Point-per-instance localization data:
++++++++++

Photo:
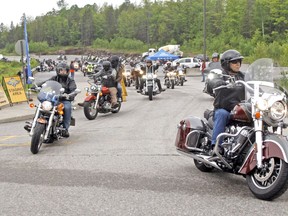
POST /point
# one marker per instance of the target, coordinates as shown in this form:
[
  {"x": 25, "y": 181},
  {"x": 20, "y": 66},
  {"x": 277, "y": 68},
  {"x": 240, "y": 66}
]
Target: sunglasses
[{"x": 236, "y": 61}]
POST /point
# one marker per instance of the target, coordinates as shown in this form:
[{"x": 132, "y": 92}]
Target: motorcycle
[
  {"x": 254, "y": 144},
  {"x": 150, "y": 86},
  {"x": 127, "y": 77},
  {"x": 212, "y": 74},
  {"x": 47, "y": 124},
  {"x": 170, "y": 79},
  {"x": 98, "y": 99}
]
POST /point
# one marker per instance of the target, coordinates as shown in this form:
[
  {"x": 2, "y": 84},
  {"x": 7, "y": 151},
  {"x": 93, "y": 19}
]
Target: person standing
[
  {"x": 72, "y": 69},
  {"x": 226, "y": 98},
  {"x": 202, "y": 68},
  {"x": 116, "y": 64}
]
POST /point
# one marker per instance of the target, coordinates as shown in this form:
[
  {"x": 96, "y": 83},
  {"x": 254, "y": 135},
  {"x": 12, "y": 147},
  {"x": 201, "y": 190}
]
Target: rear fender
[
  {"x": 185, "y": 126},
  {"x": 275, "y": 146}
]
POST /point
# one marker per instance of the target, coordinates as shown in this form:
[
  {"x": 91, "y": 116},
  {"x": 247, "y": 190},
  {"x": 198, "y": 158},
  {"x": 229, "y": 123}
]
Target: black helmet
[
  {"x": 61, "y": 66},
  {"x": 228, "y": 56},
  {"x": 114, "y": 61},
  {"x": 106, "y": 65},
  {"x": 215, "y": 55}
]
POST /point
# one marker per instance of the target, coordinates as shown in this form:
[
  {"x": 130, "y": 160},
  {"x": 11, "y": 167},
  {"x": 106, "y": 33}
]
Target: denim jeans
[
  {"x": 221, "y": 119},
  {"x": 67, "y": 113},
  {"x": 119, "y": 90}
]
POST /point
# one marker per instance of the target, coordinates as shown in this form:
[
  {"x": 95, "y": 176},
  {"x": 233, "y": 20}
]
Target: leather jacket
[{"x": 227, "y": 98}]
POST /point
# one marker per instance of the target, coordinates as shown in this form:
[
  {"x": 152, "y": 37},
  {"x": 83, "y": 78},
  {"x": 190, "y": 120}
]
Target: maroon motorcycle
[
  {"x": 254, "y": 144},
  {"x": 98, "y": 99}
]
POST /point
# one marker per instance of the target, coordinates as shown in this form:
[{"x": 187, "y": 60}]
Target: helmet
[
  {"x": 148, "y": 61},
  {"x": 106, "y": 65},
  {"x": 61, "y": 66},
  {"x": 215, "y": 55},
  {"x": 114, "y": 61},
  {"x": 228, "y": 56}
]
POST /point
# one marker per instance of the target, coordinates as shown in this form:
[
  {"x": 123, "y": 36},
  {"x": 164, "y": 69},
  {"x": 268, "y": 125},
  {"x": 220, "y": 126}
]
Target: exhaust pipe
[{"x": 202, "y": 158}]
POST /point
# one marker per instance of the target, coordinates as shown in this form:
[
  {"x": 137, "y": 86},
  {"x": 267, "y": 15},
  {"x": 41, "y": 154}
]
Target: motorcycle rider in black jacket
[
  {"x": 62, "y": 71},
  {"x": 227, "y": 98},
  {"x": 150, "y": 68},
  {"x": 109, "y": 75}
]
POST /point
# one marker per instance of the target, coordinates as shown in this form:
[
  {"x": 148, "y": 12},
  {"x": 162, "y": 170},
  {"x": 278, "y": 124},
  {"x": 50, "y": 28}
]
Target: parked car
[
  {"x": 189, "y": 62},
  {"x": 201, "y": 56}
]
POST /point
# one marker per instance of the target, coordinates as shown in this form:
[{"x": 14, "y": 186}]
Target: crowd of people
[{"x": 113, "y": 67}]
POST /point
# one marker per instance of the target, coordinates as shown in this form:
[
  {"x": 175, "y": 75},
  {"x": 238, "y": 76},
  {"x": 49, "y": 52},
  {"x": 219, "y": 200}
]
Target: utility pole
[{"x": 204, "y": 31}]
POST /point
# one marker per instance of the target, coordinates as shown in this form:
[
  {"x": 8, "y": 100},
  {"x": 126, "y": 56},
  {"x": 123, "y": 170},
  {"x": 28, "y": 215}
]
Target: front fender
[{"x": 275, "y": 146}]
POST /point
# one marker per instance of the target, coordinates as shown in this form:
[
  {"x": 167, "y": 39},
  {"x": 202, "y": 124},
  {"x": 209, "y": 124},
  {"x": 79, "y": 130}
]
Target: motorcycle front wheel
[
  {"x": 37, "y": 138},
  {"x": 269, "y": 182},
  {"x": 89, "y": 112}
]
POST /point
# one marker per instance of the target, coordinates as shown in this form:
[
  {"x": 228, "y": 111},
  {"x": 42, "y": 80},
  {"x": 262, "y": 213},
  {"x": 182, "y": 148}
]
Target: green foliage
[
  {"x": 256, "y": 28},
  {"x": 38, "y": 47}
]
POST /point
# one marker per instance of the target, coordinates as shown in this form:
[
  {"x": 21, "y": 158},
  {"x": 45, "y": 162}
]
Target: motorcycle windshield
[
  {"x": 49, "y": 90},
  {"x": 261, "y": 73}
]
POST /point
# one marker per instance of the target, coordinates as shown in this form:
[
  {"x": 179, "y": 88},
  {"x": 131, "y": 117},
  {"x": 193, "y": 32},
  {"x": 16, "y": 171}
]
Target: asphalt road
[{"x": 122, "y": 164}]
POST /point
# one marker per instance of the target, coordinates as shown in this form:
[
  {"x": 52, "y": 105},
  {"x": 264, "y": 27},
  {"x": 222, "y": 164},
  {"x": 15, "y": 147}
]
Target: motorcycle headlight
[
  {"x": 262, "y": 104},
  {"x": 278, "y": 111},
  {"x": 210, "y": 76},
  {"x": 47, "y": 105}
]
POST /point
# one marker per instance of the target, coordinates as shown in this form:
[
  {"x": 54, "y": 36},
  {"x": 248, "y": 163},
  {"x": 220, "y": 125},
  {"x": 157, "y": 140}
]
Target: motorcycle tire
[
  {"x": 89, "y": 112},
  {"x": 37, "y": 138},
  {"x": 271, "y": 181},
  {"x": 150, "y": 92},
  {"x": 202, "y": 166},
  {"x": 117, "y": 109}
]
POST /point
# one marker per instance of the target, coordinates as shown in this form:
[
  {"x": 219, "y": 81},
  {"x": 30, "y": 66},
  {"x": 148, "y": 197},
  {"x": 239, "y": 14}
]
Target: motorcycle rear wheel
[
  {"x": 37, "y": 138},
  {"x": 269, "y": 182},
  {"x": 89, "y": 112}
]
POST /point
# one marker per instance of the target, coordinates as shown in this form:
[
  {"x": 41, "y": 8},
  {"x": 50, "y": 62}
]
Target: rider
[
  {"x": 227, "y": 98},
  {"x": 109, "y": 75},
  {"x": 115, "y": 62},
  {"x": 214, "y": 63},
  {"x": 150, "y": 68},
  {"x": 69, "y": 84}
]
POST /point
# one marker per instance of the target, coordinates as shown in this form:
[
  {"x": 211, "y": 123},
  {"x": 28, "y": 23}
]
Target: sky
[{"x": 12, "y": 10}]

++++++++++

» Required action:
Could you transcribe the records above exactly, leaving every picture out?

» Result:
Photo:
POST /point
# one marker per instance of the target, coordinates as shown in this form:
[
  {"x": 25, "y": 181},
  {"x": 20, "y": 66},
  {"x": 277, "y": 68},
  {"x": 240, "y": 66}
]
Target: sunglasses
[{"x": 236, "y": 61}]
POST /point
# one marker per instance of the target, coordinates as shown in this form:
[{"x": 132, "y": 92}]
Target: motorcycle
[
  {"x": 254, "y": 144},
  {"x": 150, "y": 86},
  {"x": 127, "y": 77},
  {"x": 212, "y": 74},
  {"x": 47, "y": 124},
  {"x": 170, "y": 79},
  {"x": 98, "y": 99}
]
POST /point
# one marker per instance of the target, coordinates as shown in this form:
[
  {"x": 2, "y": 84},
  {"x": 7, "y": 151},
  {"x": 93, "y": 19}
]
Target: person standing
[
  {"x": 72, "y": 69},
  {"x": 226, "y": 98},
  {"x": 202, "y": 68},
  {"x": 116, "y": 64}
]
POST /point
# one marker per instance of the target, coordinates as shown in this form:
[
  {"x": 96, "y": 83},
  {"x": 254, "y": 135},
  {"x": 12, "y": 147},
  {"x": 201, "y": 190}
]
Target: rear fender
[
  {"x": 185, "y": 126},
  {"x": 275, "y": 146}
]
POST /point
# one marker per instance of the target, coordinates as shown in this form:
[
  {"x": 91, "y": 116},
  {"x": 247, "y": 190},
  {"x": 198, "y": 158},
  {"x": 229, "y": 123}
]
Target: black helmet
[
  {"x": 61, "y": 66},
  {"x": 228, "y": 56},
  {"x": 114, "y": 61},
  {"x": 106, "y": 65},
  {"x": 215, "y": 55}
]
POST /point
# one marker per instance of the target, coordinates as shown in this form:
[
  {"x": 130, "y": 160},
  {"x": 11, "y": 167},
  {"x": 106, "y": 33}
]
Target: denim jeans
[
  {"x": 221, "y": 119},
  {"x": 67, "y": 113},
  {"x": 119, "y": 90}
]
POST /point
# one marker per instance of the target, coordinates as shown in this form:
[
  {"x": 95, "y": 176},
  {"x": 233, "y": 20}
]
Target: leather jacket
[{"x": 227, "y": 98}]
POST /point
# one marker per instance of the target, coordinates as shown in this form:
[
  {"x": 152, "y": 37},
  {"x": 83, "y": 78},
  {"x": 190, "y": 120}
]
Target: maroon motorcycle
[
  {"x": 254, "y": 144},
  {"x": 98, "y": 99}
]
POST /point
# one marker per instance of the target, coordinates as shown in this form:
[{"x": 187, "y": 60}]
Target: helmet
[
  {"x": 148, "y": 61},
  {"x": 106, "y": 65},
  {"x": 61, "y": 66},
  {"x": 215, "y": 55},
  {"x": 114, "y": 61},
  {"x": 228, "y": 56}
]
POST /point
# one marker per instance of the target, coordinates as shown in this form:
[
  {"x": 123, "y": 36},
  {"x": 164, "y": 69},
  {"x": 268, "y": 125},
  {"x": 220, "y": 126}
]
Target: exhaust pipe
[{"x": 202, "y": 158}]
POST /point
# one marker per instance of the target, coordinates as shown in this form:
[
  {"x": 137, "y": 86},
  {"x": 267, "y": 15},
  {"x": 41, "y": 154}
]
Target: motorcycle rider in black jacket
[
  {"x": 62, "y": 71},
  {"x": 227, "y": 98},
  {"x": 150, "y": 68},
  {"x": 109, "y": 75}
]
POST /point
# one marker per instance of the target, coordinates as shown in this form:
[
  {"x": 148, "y": 12},
  {"x": 162, "y": 170},
  {"x": 278, "y": 124},
  {"x": 50, "y": 28}
]
Target: parked car
[
  {"x": 189, "y": 62},
  {"x": 201, "y": 56}
]
POST /point
# one marker per instance of the target, coordinates as shown in this form:
[{"x": 14, "y": 186}]
Target: crowd of people
[{"x": 113, "y": 67}]
POST /point
# one marker per instance of the target, coordinates as shown in this form:
[
  {"x": 175, "y": 75},
  {"x": 238, "y": 76},
  {"x": 49, "y": 52},
  {"x": 219, "y": 200}
]
Target: utility pole
[{"x": 204, "y": 31}]
POST /point
# one marker per instance of the target, coordinates as shown in this form:
[
  {"x": 8, "y": 100},
  {"x": 126, "y": 56},
  {"x": 123, "y": 170},
  {"x": 28, "y": 215}
]
Target: front fender
[{"x": 275, "y": 146}]
POST /point
# one marker per instance of the target, coordinates as shown in this form:
[
  {"x": 167, "y": 39},
  {"x": 202, "y": 124},
  {"x": 209, "y": 124},
  {"x": 79, "y": 130}
]
Target: motorcycle front wheel
[
  {"x": 37, "y": 138},
  {"x": 269, "y": 182},
  {"x": 89, "y": 112}
]
POST /point
# one marker per instance of the target, coordinates as shown in this form:
[
  {"x": 228, "y": 111},
  {"x": 42, "y": 80},
  {"x": 262, "y": 213},
  {"x": 182, "y": 148}
]
Target: green foliage
[
  {"x": 256, "y": 28},
  {"x": 38, "y": 47}
]
POST /point
# one marker per instance of the target, coordinates as shown in this form:
[
  {"x": 21, "y": 158},
  {"x": 45, "y": 162}
]
Target: motorcycle windshield
[
  {"x": 49, "y": 90},
  {"x": 261, "y": 73}
]
POST /point
# one marker per instance of the target, coordinates as shown in this form:
[
  {"x": 179, "y": 88},
  {"x": 131, "y": 117},
  {"x": 193, "y": 32},
  {"x": 16, "y": 171}
]
Target: asphalt road
[{"x": 122, "y": 164}]
POST /point
# one marker per instance of the target, coordinates as shown in this form:
[
  {"x": 52, "y": 105},
  {"x": 264, "y": 27},
  {"x": 222, "y": 164},
  {"x": 15, "y": 147}
]
Target: motorcycle headlight
[
  {"x": 262, "y": 104},
  {"x": 278, "y": 111},
  {"x": 210, "y": 76},
  {"x": 47, "y": 105}
]
POST /point
# one marker per instance of the target, coordinates as shown in this form:
[
  {"x": 54, "y": 36},
  {"x": 248, "y": 163},
  {"x": 220, "y": 125},
  {"x": 157, "y": 140}
]
Target: motorcycle tire
[
  {"x": 89, "y": 112},
  {"x": 37, "y": 138},
  {"x": 271, "y": 181},
  {"x": 150, "y": 92},
  {"x": 202, "y": 166},
  {"x": 117, "y": 109}
]
POST /point
# one marker per instance of the target, coordinates as shown in this form:
[
  {"x": 219, "y": 81},
  {"x": 30, "y": 66},
  {"x": 148, "y": 197},
  {"x": 239, "y": 14}
]
Target: motorcycle rear wheel
[
  {"x": 37, "y": 138},
  {"x": 269, "y": 182},
  {"x": 89, "y": 112}
]
POST /point
# one marker per instance of the target, coordinates as shown in this form:
[
  {"x": 41, "y": 8},
  {"x": 50, "y": 62}
]
Target: rider
[
  {"x": 227, "y": 98},
  {"x": 109, "y": 75},
  {"x": 115, "y": 62},
  {"x": 214, "y": 63},
  {"x": 150, "y": 68},
  {"x": 69, "y": 84}
]
POST /point
# one marker per instance of the target, coordinates as shown in this form:
[
  {"x": 211, "y": 123},
  {"x": 28, "y": 23}
]
Target: sky
[{"x": 12, "y": 10}]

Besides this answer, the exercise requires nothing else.